▶ EXERCISE INPUT
(begin)

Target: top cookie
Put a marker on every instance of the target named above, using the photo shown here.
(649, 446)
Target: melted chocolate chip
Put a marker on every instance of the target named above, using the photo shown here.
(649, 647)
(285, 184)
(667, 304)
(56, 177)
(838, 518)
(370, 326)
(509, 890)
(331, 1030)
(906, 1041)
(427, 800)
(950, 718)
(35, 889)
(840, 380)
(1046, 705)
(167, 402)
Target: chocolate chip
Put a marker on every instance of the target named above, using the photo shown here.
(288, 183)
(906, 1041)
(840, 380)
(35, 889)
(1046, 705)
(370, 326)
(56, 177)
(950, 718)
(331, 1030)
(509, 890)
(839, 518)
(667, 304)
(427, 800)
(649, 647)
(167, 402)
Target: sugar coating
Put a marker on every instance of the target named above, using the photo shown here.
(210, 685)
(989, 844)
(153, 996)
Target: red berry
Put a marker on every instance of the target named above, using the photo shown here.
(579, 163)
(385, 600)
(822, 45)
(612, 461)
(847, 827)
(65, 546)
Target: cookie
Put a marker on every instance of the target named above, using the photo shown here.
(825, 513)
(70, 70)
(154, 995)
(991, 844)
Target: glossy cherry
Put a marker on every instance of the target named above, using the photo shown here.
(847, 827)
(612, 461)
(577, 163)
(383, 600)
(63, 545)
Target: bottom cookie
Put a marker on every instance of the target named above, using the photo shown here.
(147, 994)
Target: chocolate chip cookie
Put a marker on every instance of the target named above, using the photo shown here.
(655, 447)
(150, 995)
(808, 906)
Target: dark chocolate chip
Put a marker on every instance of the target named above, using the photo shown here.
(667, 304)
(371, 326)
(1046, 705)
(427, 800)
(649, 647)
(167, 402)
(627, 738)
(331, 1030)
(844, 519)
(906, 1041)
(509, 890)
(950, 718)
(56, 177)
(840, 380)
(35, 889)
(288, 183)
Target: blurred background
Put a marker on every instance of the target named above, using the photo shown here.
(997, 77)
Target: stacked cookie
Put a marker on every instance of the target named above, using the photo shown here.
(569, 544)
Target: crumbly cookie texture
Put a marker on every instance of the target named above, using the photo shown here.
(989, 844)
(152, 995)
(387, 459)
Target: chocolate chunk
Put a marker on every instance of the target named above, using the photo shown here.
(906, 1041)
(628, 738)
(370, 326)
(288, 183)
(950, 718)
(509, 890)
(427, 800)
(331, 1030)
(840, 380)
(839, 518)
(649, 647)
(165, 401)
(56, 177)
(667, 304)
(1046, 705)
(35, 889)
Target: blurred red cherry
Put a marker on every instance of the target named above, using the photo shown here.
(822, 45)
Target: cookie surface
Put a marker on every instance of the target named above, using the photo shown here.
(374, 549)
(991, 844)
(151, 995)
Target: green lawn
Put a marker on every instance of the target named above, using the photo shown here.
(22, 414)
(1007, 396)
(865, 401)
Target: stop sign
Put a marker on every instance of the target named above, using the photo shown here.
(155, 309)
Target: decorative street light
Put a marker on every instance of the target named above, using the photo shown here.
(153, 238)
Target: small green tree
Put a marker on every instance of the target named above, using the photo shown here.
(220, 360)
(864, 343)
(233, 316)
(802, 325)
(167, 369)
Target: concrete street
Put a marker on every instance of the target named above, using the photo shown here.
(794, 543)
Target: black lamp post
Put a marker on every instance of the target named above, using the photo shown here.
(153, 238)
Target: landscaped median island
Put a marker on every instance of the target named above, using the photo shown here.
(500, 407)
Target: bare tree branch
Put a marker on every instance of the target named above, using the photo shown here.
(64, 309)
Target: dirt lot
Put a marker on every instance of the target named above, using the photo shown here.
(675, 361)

(end)

▶ TO BE DONE
The records above should all be quoted exactly, please.

▶ RESPONSE TO THE TASK
Target: top cookie
Put a marker on every instance of the target named above, using the photo shown here.
(649, 446)
Target: melted chocolate chip
Put a marker on every instance of the target named above, using the photo shown here.
(649, 647)
(285, 184)
(667, 304)
(56, 177)
(838, 518)
(370, 326)
(509, 890)
(331, 1030)
(906, 1041)
(427, 800)
(950, 718)
(35, 889)
(840, 380)
(1046, 705)
(167, 402)
Target: chocolate chip
Put a marker on every instance of the target named above, using the photo shown here.
(288, 183)
(906, 1041)
(840, 380)
(35, 889)
(1046, 705)
(370, 326)
(56, 177)
(950, 718)
(331, 1030)
(509, 890)
(839, 518)
(667, 304)
(427, 800)
(649, 647)
(167, 402)
Target: sugar coating
Put a marker on every instance of the target named above, using the photo shown here.
(210, 685)
(989, 844)
(153, 996)
Target: red berry
Put a marker on every instance of the target named above, using the photo shown here.
(579, 163)
(385, 600)
(822, 45)
(612, 461)
(847, 827)
(65, 546)
Target: cookie
Put a marker on every instance of the target named above, using the photo shown here.
(825, 513)
(70, 70)
(154, 995)
(991, 844)
Target: glossy cherry
Put a marker on every instance of the target named above, using the photo shown here.
(847, 827)
(612, 461)
(577, 163)
(383, 600)
(63, 545)
Target: bottom cookie
Put a marker on every instance of the target named above, using the photo shown here.
(147, 994)
Target: chocolate chip cookie
Put a marker on every instance of the target named above, using the photo shown here.
(655, 447)
(150, 995)
(808, 906)
Target: dark chocolate chip
Put a marker on every instance of the target named above, using the photo shown here.
(667, 304)
(371, 326)
(1046, 705)
(427, 800)
(649, 647)
(167, 402)
(627, 738)
(331, 1030)
(844, 519)
(906, 1041)
(509, 890)
(950, 718)
(56, 177)
(840, 380)
(35, 889)
(288, 183)
Target: blurred background
Put a marker on every instance of the target named above, using the photo shown here.
(997, 77)
Target: stacked cookie
Put a marker on every instance of the target named above, using the photo shown here.
(569, 544)
Target: crumbly cookie texture
Put a marker on every instance of the target named above, using the photo shown here.
(989, 844)
(152, 995)
(387, 459)
Target: chocolate chunk
Put a marker on every instance of the target named above, using the photo shown here.
(906, 1041)
(628, 738)
(370, 326)
(288, 183)
(950, 718)
(509, 890)
(427, 800)
(331, 1030)
(840, 380)
(839, 518)
(649, 647)
(165, 401)
(56, 177)
(667, 304)
(1046, 705)
(35, 889)
Target: blurred red cherry
Put a marker on every instance of the target named above, using the photo shown here.
(822, 45)
Target: cookie surface
Put a marker on every instance of the target named above, using the photo shown here.
(374, 549)
(991, 844)
(151, 995)
Target: green lawn
Put a marker on every instance of the target named above, using the photo shown here.
(22, 414)
(1007, 396)
(865, 401)
Target: stop sign
Put a marker on every instance of the target named above, using the photo shown here.
(155, 309)
Target: decorative street light
Put a marker on every instance of the target named above, using the photo shown here.
(153, 238)
Target: small green tree
Put a marker on every instance of the target named above, using the photo shown here.
(220, 360)
(864, 343)
(233, 316)
(802, 325)
(167, 369)
Target: concrete street
Put a marker on every instance of the target named above, using the photo shown here.
(794, 543)
Target: black lamp post
Put a marker on every instance of the target named above, using the photo shown here.
(153, 238)
Target: landscaped median island
Put a marker on every instance of the target named above, using the photo shown here.
(500, 407)
Target: bare tree branch
Put a marker on every instance of the target named above, using the photo shown here.
(64, 309)
Target: dirt lot
Put a marker on every instance of the target named above, using the photo shown here.
(675, 361)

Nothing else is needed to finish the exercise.